*YOUR GOAL:* Please restate the data word for word.
** Opening LISTED RECORDS block **
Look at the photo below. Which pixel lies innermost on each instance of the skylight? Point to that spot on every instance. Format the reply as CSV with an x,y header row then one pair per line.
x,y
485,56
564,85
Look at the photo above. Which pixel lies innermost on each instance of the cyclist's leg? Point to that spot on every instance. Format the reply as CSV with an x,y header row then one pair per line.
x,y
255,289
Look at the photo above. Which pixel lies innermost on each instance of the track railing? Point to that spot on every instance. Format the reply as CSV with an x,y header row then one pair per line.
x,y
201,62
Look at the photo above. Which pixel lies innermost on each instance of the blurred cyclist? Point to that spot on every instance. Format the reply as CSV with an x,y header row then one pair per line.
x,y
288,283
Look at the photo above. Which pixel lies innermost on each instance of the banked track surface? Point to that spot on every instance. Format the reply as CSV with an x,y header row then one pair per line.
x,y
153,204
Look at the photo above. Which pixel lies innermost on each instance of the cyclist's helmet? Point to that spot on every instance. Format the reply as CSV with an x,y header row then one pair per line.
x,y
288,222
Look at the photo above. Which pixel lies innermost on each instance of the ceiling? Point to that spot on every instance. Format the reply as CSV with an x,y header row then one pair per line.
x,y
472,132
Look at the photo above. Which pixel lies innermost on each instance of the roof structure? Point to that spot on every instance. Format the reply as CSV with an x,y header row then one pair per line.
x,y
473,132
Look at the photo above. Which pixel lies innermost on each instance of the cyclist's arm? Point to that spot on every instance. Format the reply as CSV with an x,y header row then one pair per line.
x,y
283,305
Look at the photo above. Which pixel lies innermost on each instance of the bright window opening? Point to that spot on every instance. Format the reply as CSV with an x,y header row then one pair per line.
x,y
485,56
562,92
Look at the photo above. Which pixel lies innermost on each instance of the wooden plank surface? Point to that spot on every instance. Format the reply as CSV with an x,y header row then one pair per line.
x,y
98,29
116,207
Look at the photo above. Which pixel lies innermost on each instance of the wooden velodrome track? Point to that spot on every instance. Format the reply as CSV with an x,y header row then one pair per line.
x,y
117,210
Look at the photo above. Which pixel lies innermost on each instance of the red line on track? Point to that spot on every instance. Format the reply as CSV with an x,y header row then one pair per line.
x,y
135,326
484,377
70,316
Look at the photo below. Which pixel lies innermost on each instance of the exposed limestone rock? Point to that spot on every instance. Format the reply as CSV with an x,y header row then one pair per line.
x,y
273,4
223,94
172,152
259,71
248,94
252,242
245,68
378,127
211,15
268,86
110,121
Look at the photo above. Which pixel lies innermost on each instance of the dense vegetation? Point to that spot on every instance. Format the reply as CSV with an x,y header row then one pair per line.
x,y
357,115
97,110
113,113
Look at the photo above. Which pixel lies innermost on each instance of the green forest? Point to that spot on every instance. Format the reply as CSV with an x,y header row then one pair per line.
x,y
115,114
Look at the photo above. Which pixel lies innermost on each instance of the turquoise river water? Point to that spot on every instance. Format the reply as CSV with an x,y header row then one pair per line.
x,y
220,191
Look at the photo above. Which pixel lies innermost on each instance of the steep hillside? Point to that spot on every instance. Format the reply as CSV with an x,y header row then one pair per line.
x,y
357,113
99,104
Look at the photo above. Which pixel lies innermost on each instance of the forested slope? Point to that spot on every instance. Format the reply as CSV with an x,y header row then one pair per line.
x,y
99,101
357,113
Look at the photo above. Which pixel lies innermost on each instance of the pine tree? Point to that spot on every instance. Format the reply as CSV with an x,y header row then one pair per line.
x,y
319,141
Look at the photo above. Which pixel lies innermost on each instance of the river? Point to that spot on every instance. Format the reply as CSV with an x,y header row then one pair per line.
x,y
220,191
** Closing LISTED RECORDS block **
*RESULT:*
Look at the photo below. Which pixel lies innermost on each instance of the skylight? Point to that spot on every instance. Format the reply as CSV with an x,y header row then one pair per line.
x,y
485,56
564,85
Look at the photo above. Which pixel lies innermost on each instance of the cyclist's leg? Point to that spot on every instance. Format the reply as CSV with an x,y header row then one pair per line.
x,y
255,289
Look at the photo above. Which pixel lies innermost on each instance of the track railing? Point to that spot on every instance. Format the reply as CSV with an x,y header row then one pair per line.
x,y
201,62
Look at the photo above. Which pixel lies innermost on each instance of the blurred cyclist? Point to that spot on every instance. Format the reply as CSV with an x,y header row then one pair per line.
x,y
288,283
Look at the photo above. Which pixel lies innermost on each instance of the banked track surface? Point to that spot on every instance. Format the reply as CSV with an x,y header row then one pair per line.
x,y
153,204
Look at the photo above. Which pixel lies innermost on each instance of the cyclist's helmet? Point to that spot on every instance. Format the reply as CSV with an x,y header row then one pair per line.
x,y
288,222
Look at the photo above. Which pixel lies innermost on each instance of the ceiling? Point to that spot on every instance. Format the reply as CSV with an x,y header row then one pair per line.
x,y
472,132
Look at the photo above. Which pixel lies innermost on each instance of the roof structure? Point to that spot on every instance. Format the reply as CSV with an x,y header row then one pair per line.
x,y
473,132
Look at the photo above. Which pixel lies innermost on each instance of the cyclist's arm? Point to that spot on every instance. Format the reply as CSV with an x,y header row then one pair per line.
x,y
283,305
Look at the photo above. Which pixel lies innermost on each instance of the bright window opening? Point to that spot on every instance. Format the reply as CSV with an x,y header row then one pair per line.
x,y
485,56
562,92
Look at the photo above. Which pixel lies innermost on each instance of the wooden plank surface? Point to that spot on every instance. Format the reply as CSV with an x,y header row then one pair per line.
x,y
98,29
116,207
Look at the photo above. Which pixel lies innermost on each instance of the wooden velodrome track? Point to that spot on every instance. Format the reply as CSV with an x,y header row then one pair per line.
x,y
117,210
Look at the photo above. Which pixel lies innermost on each instance of the red line on track? Point to that spot on every instance. Format the reply as CSV with an x,y header row then one pair per line.
x,y
135,326
484,377
70,316
Look at the photo below. Which pixel lies innermost on each instance of the exposed limestone rock? Point to that spot on every instance. Format the reply as CSV with an x,y header row then one pair per line.
x,y
273,4
223,94
172,152
259,71
248,94
252,242
245,68
378,127
211,15
268,86
110,121
Look at the photo above. Which pixel lies innermost on each instance of the dense vegetation? Point to that spot on every instance. Format the reply as CSV with an x,y header row then one pair per line.
x,y
357,115
97,110
113,113
Look at the photo above. Which pixel lies innermost on each instance of the green forest? Point to that spot on every instance. Format the reply as CSV with an x,y header row then one pair per line.
x,y
115,114
Look at the photo above. Which pixel lies innermost on each instance of the turquoise river water? Point to that spot on every instance. Format the reply as CSV with an x,y header row then one pair per line.
x,y
220,191
Look at the photo above. Which pixel lies innermost on each instance of the steep hillside? Point to that spot on every instance. Format the reply as CSV with an x,y header row then one pair per line.
x,y
357,113
99,104
Look at the photo above. Which pixel lies innermost on each instance of the forested slope? Point to that spot on every instance. Format the reply as CSV with an x,y header row then one pair per line.
x,y
99,101
357,113
Look at the photo above. Which pixel lies innermost on each instance of the pine tree? Point to that spot on every instance. Format the reply as CSV with an x,y header row then one pair per line.
x,y
319,141
Look at the photo above. Which pixel lies innermost on each instance of the river? Point to that spot on every instance. Format the reply as CSV with an x,y header row then one pair per line.
x,y
220,191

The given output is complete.